• INSTRUCTIONS TO FOLLOW: Starting at the line that contains "box the pale", quote each line exactly through the last line of the entries, both included.

• EXCERPTED RECORDS:
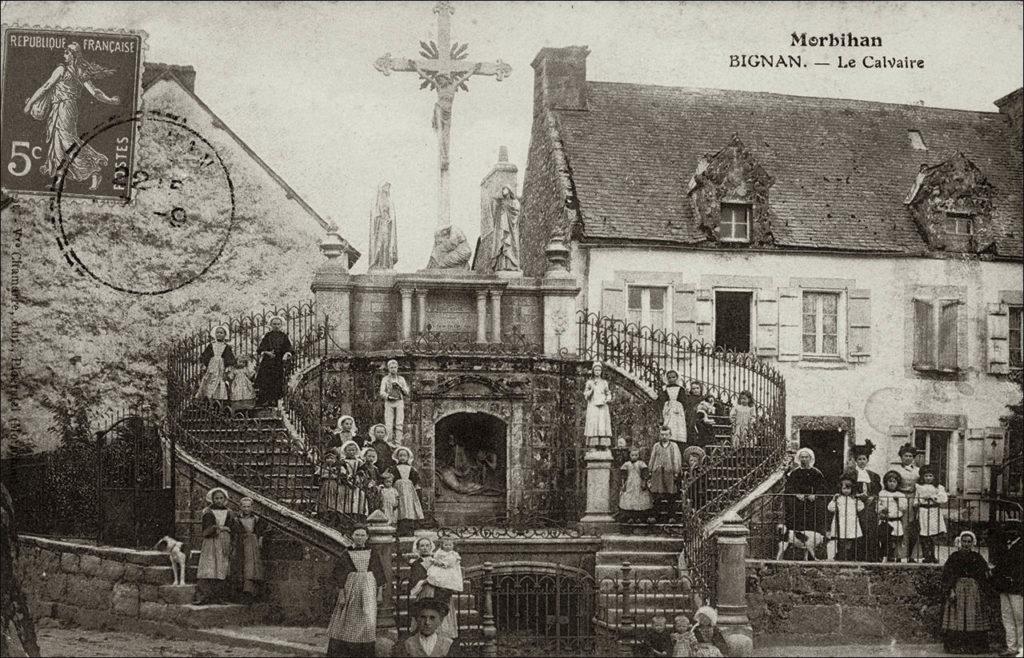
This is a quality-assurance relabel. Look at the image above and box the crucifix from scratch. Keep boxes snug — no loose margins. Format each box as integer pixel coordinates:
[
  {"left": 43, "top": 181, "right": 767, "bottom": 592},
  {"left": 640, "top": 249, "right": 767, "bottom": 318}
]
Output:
[{"left": 374, "top": 1, "right": 512, "bottom": 231}]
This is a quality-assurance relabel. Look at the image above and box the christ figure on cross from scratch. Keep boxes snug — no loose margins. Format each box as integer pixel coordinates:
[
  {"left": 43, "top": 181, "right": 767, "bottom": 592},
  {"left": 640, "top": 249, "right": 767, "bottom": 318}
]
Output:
[{"left": 374, "top": 2, "right": 512, "bottom": 231}]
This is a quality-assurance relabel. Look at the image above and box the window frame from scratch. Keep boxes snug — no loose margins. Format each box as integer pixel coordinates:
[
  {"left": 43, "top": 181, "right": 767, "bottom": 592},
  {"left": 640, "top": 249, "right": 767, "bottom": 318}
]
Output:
[
  {"left": 911, "top": 427, "right": 961, "bottom": 493},
  {"left": 910, "top": 297, "right": 967, "bottom": 374},
  {"left": 943, "top": 210, "right": 974, "bottom": 237},
  {"left": 711, "top": 286, "right": 758, "bottom": 354},
  {"left": 718, "top": 202, "right": 754, "bottom": 245},
  {"left": 800, "top": 288, "right": 847, "bottom": 361},
  {"left": 1007, "top": 304, "right": 1024, "bottom": 370},
  {"left": 626, "top": 282, "right": 672, "bottom": 333}
]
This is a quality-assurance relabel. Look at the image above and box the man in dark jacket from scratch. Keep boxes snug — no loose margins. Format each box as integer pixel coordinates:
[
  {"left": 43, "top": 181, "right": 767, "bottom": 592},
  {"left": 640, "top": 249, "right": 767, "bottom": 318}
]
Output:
[{"left": 990, "top": 521, "right": 1024, "bottom": 656}]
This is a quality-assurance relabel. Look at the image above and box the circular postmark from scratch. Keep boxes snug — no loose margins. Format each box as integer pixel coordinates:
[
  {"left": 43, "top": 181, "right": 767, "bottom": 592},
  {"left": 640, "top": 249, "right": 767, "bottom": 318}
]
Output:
[{"left": 50, "top": 111, "right": 234, "bottom": 295}]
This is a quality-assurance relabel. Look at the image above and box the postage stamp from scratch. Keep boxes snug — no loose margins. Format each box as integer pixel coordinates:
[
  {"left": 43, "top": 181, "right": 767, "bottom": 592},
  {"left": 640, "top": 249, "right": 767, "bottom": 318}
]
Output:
[{"left": 0, "top": 26, "right": 144, "bottom": 201}]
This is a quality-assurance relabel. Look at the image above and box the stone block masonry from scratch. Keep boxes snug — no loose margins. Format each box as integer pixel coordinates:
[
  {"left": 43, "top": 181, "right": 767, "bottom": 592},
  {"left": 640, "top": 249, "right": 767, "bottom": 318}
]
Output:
[{"left": 746, "top": 560, "right": 1001, "bottom": 643}]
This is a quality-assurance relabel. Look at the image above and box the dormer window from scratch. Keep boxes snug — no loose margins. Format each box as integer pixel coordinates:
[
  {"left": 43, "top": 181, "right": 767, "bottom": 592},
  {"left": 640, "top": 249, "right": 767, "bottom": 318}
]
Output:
[
  {"left": 719, "top": 204, "right": 751, "bottom": 243},
  {"left": 945, "top": 212, "right": 974, "bottom": 235}
]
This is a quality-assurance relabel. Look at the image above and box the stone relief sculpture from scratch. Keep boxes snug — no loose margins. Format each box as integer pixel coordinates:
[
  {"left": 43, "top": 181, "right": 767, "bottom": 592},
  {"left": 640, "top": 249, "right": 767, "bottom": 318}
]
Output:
[
  {"left": 369, "top": 182, "right": 398, "bottom": 269},
  {"left": 490, "top": 186, "right": 521, "bottom": 272},
  {"left": 427, "top": 226, "right": 471, "bottom": 269}
]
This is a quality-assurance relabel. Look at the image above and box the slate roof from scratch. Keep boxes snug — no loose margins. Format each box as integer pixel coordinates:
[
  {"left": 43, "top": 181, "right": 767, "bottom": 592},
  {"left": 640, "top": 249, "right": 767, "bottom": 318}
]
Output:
[{"left": 552, "top": 82, "right": 1022, "bottom": 259}]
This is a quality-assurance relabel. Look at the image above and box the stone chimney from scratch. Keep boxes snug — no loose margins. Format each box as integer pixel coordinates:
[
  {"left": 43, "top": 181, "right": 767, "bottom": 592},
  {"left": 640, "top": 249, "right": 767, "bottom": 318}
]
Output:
[
  {"left": 530, "top": 46, "right": 590, "bottom": 117},
  {"left": 995, "top": 87, "right": 1024, "bottom": 148},
  {"left": 473, "top": 146, "right": 519, "bottom": 272}
]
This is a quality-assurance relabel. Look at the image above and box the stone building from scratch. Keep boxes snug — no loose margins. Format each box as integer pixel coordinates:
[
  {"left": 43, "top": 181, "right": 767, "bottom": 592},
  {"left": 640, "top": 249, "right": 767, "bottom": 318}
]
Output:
[{"left": 523, "top": 46, "right": 1022, "bottom": 493}]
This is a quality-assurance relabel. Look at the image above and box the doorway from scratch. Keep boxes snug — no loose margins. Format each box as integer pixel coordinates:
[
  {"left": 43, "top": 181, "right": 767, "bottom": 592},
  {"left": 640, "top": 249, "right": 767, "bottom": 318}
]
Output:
[
  {"left": 715, "top": 291, "right": 754, "bottom": 352},
  {"left": 800, "top": 430, "right": 846, "bottom": 493}
]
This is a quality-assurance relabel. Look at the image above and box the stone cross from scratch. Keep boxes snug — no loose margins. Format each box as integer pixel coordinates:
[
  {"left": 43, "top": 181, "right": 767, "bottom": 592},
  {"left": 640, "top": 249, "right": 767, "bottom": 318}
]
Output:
[{"left": 374, "top": 2, "right": 512, "bottom": 230}]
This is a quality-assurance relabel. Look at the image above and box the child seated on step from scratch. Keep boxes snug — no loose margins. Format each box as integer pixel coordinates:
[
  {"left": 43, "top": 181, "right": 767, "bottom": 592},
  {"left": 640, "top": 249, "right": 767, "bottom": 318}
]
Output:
[
  {"left": 227, "top": 356, "right": 256, "bottom": 411},
  {"left": 675, "top": 606, "right": 729, "bottom": 656}
]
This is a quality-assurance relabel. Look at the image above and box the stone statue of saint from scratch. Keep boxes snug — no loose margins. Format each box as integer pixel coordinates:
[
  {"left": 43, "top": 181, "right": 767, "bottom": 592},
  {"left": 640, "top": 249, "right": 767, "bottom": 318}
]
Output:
[
  {"left": 490, "top": 185, "right": 522, "bottom": 272},
  {"left": 427, "top": 226, "right": 471, "bottom": 269},
  {"left": 369, "top": 182, "right": 398, "bottom": 269}
]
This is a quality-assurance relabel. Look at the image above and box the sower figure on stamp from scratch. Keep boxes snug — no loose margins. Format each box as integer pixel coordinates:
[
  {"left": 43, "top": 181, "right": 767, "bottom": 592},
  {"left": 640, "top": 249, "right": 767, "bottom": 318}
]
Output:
[
  {"left": 378, "top": 359, "right": 410, "bottom": 445},
  {"left": 256, "top": 315, "right": 292, "bottom": 406},
  {"left": 25, "top": 42, "right": 121, "bottom": 189},
  {"left": 327, "top": 526, "right": 384, "bottom": 656}
]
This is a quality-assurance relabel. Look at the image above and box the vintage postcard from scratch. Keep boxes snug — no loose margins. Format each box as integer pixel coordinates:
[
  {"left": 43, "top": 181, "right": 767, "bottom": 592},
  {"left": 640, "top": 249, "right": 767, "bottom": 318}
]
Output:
[{"left": 0, "top": 0, "right": 1024, "bottom": 658}]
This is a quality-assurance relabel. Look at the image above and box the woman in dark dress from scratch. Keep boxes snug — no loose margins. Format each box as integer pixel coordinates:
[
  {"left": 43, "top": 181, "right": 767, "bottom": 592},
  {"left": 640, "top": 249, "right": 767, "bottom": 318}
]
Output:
[
  {"left": 942, "top": 530, "right": 988, "bottom": 654},
  {"left": 256, "top": 315, "right": 292, "bottom": 406},
  {"left": 784, "top": 448, "right": 828, "bottom": 534}
]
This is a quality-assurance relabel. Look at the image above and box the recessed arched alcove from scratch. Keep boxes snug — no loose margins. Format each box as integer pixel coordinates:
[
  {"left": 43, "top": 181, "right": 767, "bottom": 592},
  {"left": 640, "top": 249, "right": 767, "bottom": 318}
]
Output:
[{"left": 434, "top": 411, "right": 508, "bottom": 526}]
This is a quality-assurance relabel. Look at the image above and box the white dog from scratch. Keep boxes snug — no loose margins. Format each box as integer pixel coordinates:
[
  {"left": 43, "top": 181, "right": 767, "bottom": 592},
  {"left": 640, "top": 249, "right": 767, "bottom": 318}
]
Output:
[
  {"left": 775, "top": 523, "right": 828, "bottom": 560},
  {"left": 156, "top": 536, "right": 185, "bottom": 585}
]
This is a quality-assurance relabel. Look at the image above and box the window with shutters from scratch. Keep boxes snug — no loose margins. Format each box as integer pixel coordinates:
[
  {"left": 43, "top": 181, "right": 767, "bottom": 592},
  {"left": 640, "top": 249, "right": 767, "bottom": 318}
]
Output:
[
  {"left": 719, "top": 204, "right": 751, "bottom": 243},
  {"left": 913, "top": 429, "right": 953, "bottom": 488},
  {"left": 803, "top": 291, "right": 842, "bottom": 358},
  {"left": 626, "top": 286, "right": 671, "bottom": 330},
  {"left": 913, "top": 299, "right": 961, "bottom": 372},
  {"left": 1009, "top": 306, "right": 1024, "bottom": 369}
]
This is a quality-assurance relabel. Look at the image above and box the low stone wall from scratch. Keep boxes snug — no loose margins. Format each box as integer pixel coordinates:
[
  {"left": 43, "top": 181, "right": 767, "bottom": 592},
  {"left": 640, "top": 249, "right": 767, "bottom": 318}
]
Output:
[
  {"left": 16, "top": 536, "right": 192, "bottom": 627},
  {"left": 746, "top": 560, "right": 1001, "bottom": 642}
]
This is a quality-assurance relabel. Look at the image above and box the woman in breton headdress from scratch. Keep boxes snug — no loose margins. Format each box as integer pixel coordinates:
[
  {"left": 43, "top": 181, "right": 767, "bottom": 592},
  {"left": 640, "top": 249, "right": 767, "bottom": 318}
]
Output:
[
  {"left": 196, "top": 487, "right": 238, "bottom": 605},
  {"left": 784, "top": 447, "right": 828, "bottom": 534},
  {"left": 256, "top": 315, "right": 292, "bottom": 406},
  {"left": 196, "top": 324, "right": 234, "bottom": 401},
  {"left": 942, "top": 530, "right": 988, "bottom": 654},
  {"left": 850, "top": 440, "right": 882, "bottom": 562},
  {"left": 25, "top": 42, "right": 121, "bottom": 189}
]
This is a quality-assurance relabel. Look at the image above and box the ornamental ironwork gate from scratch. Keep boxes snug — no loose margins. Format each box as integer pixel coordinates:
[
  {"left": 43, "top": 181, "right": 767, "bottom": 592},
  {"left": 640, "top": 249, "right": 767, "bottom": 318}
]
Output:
[{"left": 96, "top": 412, "right": 174, "bottom": 547}]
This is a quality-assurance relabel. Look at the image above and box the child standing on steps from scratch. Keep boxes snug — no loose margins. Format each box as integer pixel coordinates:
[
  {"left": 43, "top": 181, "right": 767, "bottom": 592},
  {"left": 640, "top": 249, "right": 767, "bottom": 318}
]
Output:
[
  {"left": 618, "top": 448, "right": 654, "bottom": 523},
  {"left": 195, "top": 487, "right": 238, "bottom": 606},
  {"left": 877, "top": 471, "right": 907, "bottom": 562},
  {"left": 828, "top": 472, "right": 864, "bottom": 561},
  {"left": 234, "top": 496, "right": 266, "bottom": 601},
  {"left": 913, "top": 466, "right": 949, "bottom": 564}
]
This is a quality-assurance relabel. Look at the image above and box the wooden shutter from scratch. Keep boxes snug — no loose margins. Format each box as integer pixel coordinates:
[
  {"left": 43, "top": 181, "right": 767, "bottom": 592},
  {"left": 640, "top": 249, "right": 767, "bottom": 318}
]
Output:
[
  {"left": 938, "top": 301, "right": 959, "bottom": 370},
  {"left": 755, "top": 290, "right": 778, "bottom": 356},
  {"left": 778, "top": 288, "right": 803, "bottom": 361},
  {"left": 913, "top": 299, "right": 935, "bottom": 368},
  {"left": 672, "top": 286, "right": 697, "bottom": 337},
  {"left": 846, "top": 289, "right": 871, "bottom": 360},
  {"left": 601, "top": 281, "right": 626, "bottom": 320},
  {"left": 987, "top": 304, "right": 1010, "bottom": 375},
  {"left": 693, "top": 289, "right": 715, "bottom": 341}
]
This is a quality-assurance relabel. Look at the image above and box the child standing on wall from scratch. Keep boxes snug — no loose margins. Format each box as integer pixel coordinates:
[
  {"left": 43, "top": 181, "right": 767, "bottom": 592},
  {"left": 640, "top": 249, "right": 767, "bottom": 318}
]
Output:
[
  {"left": 876, "top": 471, "right": 907, "bottom": 562},
  {"left": 828, "top": 472, "right": 864, "bottom": 561},
  {"left": 196, "top": 487, "right": 237, "bottom": 606},
  {"left": 913, "top": 466, "right": 949, "bottom": 564},
  {"left": 618, "top": 448, "right": 654, "bottom": 523}
]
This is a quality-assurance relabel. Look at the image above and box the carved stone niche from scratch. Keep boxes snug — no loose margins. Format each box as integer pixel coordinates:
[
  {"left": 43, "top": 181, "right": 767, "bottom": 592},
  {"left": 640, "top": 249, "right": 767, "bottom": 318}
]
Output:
[
  {"left": 903, "top": 151, "right": 995, "bottom": 254},
  {"left": 686, "top": 134, "right": 775, "bottom": 245}
]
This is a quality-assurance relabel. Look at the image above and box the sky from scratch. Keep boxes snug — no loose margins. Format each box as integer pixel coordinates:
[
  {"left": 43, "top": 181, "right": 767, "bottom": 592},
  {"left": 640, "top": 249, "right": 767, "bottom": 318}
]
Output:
[{"left": 8, "top": 1, "right": 1024, "bottom": 272}]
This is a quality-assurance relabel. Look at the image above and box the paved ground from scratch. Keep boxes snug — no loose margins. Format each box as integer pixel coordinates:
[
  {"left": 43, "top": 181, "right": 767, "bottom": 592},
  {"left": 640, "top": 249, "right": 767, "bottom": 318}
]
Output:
[{"left": 38, "top": 628, "right": 293, "bottom": 658}]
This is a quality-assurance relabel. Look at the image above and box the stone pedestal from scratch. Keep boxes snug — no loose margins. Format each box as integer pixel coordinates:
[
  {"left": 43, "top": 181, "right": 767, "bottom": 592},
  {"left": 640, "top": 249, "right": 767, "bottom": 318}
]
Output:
[
  {"left": 715, "top": 512, "right": 754, "bottom": 656},
  {"left": 580, "top": 448, "right": 615, "bottom": 533},
  {"left": 309, "top": 227, "right": 352, "bottom": 352},
  {"left": 368, "top": 511, "right": 398, "bottom": 656}
]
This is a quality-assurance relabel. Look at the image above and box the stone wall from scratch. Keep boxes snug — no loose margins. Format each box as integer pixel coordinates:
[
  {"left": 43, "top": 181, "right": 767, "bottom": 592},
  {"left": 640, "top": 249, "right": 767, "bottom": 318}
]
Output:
[
  {"left": 16, "top": 535, "right": 197, "bottom": 627},
  {"left": 746, "top": 560, "right": 999, "bottom": 642}
]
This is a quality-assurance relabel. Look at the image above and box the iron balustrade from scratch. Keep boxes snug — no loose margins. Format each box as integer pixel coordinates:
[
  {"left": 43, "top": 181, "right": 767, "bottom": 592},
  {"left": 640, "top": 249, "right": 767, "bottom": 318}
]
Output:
[{"left": 742, "top": 493, "right": 1024, "bottom": 564}]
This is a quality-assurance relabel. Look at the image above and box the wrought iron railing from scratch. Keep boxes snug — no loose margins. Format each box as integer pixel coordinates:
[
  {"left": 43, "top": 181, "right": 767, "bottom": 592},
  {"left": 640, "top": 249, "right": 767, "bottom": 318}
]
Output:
[{"left": 741, "top": 493, "right": 1024, "bottom": 564}]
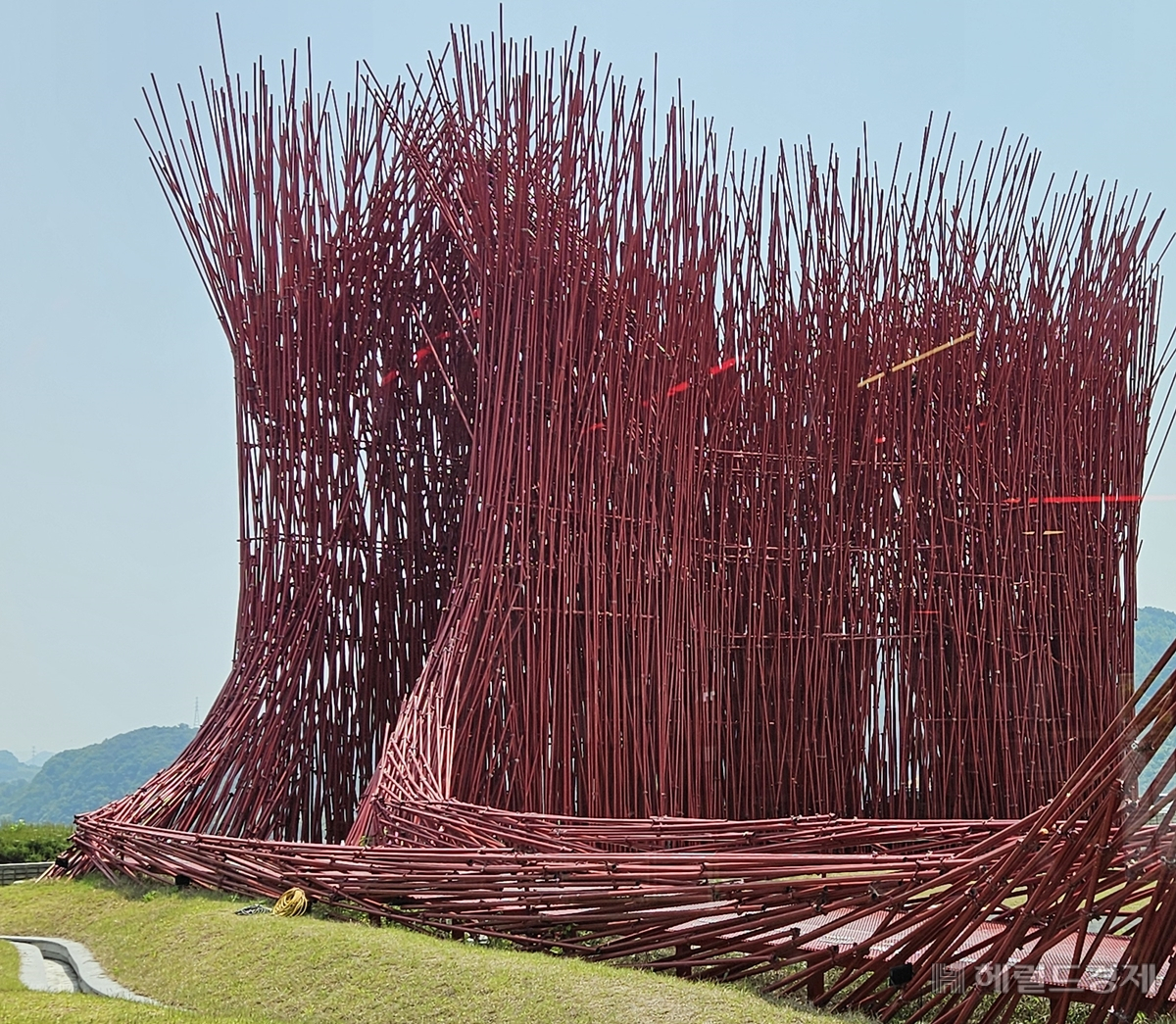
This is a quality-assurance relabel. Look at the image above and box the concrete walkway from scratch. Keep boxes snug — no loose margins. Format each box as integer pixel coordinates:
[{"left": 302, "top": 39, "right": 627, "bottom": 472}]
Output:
[{"left": 0, "top": 935, "right": 155, "bottom": 1002}]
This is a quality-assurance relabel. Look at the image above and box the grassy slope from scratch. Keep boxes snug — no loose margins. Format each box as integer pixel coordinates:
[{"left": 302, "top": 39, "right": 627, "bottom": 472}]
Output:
[{"left": 0, "top": 882, "right": 847, "bottom": 1024}]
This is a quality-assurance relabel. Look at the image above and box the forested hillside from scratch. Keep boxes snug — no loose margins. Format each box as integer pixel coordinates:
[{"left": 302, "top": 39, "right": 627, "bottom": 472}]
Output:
[{"left": 0, "top": 725, "right": 195, "bottom": 822}]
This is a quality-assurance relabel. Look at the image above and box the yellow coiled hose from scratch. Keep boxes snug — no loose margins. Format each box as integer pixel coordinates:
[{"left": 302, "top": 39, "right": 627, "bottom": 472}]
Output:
[{"left": 274, "top": 888, "right": 307, "bottom": 917}]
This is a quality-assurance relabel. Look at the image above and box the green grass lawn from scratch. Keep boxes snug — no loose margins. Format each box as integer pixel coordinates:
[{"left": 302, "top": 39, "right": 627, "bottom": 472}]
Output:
[{"left": 0, "top": 882, "right": 847, "bottom": 1024}]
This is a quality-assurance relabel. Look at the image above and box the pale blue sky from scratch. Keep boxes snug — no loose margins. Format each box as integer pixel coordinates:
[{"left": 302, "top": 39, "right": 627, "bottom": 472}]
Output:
[{"left": 0, "top": 0, "right": 1176, "bottom": 757}]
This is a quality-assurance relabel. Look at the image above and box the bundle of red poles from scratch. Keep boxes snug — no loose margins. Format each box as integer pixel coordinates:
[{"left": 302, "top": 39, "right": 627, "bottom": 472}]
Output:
[{"left": 69, "top": 27, "right": 1176, "bottom": 1022}]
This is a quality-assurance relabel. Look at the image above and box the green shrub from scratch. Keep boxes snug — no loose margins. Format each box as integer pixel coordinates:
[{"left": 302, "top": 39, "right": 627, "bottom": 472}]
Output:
[{"left": 0, "top": 822, "right": 73, "bottom": 864}]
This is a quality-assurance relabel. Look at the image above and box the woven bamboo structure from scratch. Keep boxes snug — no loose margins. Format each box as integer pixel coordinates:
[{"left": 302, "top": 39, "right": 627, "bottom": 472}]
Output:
[{"left": 63, "top": 34, "right": 1176, "bottom": 1022}]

• EXPECTED OUTPUT:
This is a quality-assurance relabel. Look at the image above and box the pale blue sky from scratch. Keep boxes snug — no loose margins. Format each box as integer pixel coordinates:
[{"left": 302, "top": 39, "right": 627, "bottom": 472}]
Output:
[{"left": 0, "top": 0, "right": 1176, "bottom": 757}]
This is a quality-assurance relabel. Look at the image above and box the bundle of red poles from scratch. Keep boxes snug — no loose margins. Format each box as integer pixel coordinates:
[{"left": 302, "top": 39, "right": 627, "bottom": 472}]
Output:
[{"left": 69, "top": 27, "right": 1176, "bottom": 1022}]
This is a quality-assurance relabel. Look at the image above and box the green shrub from scratch. Keep boxes snug — no loose margins. Format each box as integer pixel coordinates:
[{"left": 302, "top": 39, "right": 627, "bottom": 472}]
Output:
[{"left": 0, "top": 822, "right": 73, "bottom": 864}]
This is a quality-assurance relabel. Look at the image above and box the woven bamboo structure from scratch. Keep boxes snug — no loose margins. Format each box as integer pixel coordinates:
[{"left": 302, "top": 39, "right": 627, "bottom": 472}]
Output:
[{"left": 63, "top": 34, "right": 1176, "bottom": 1022}]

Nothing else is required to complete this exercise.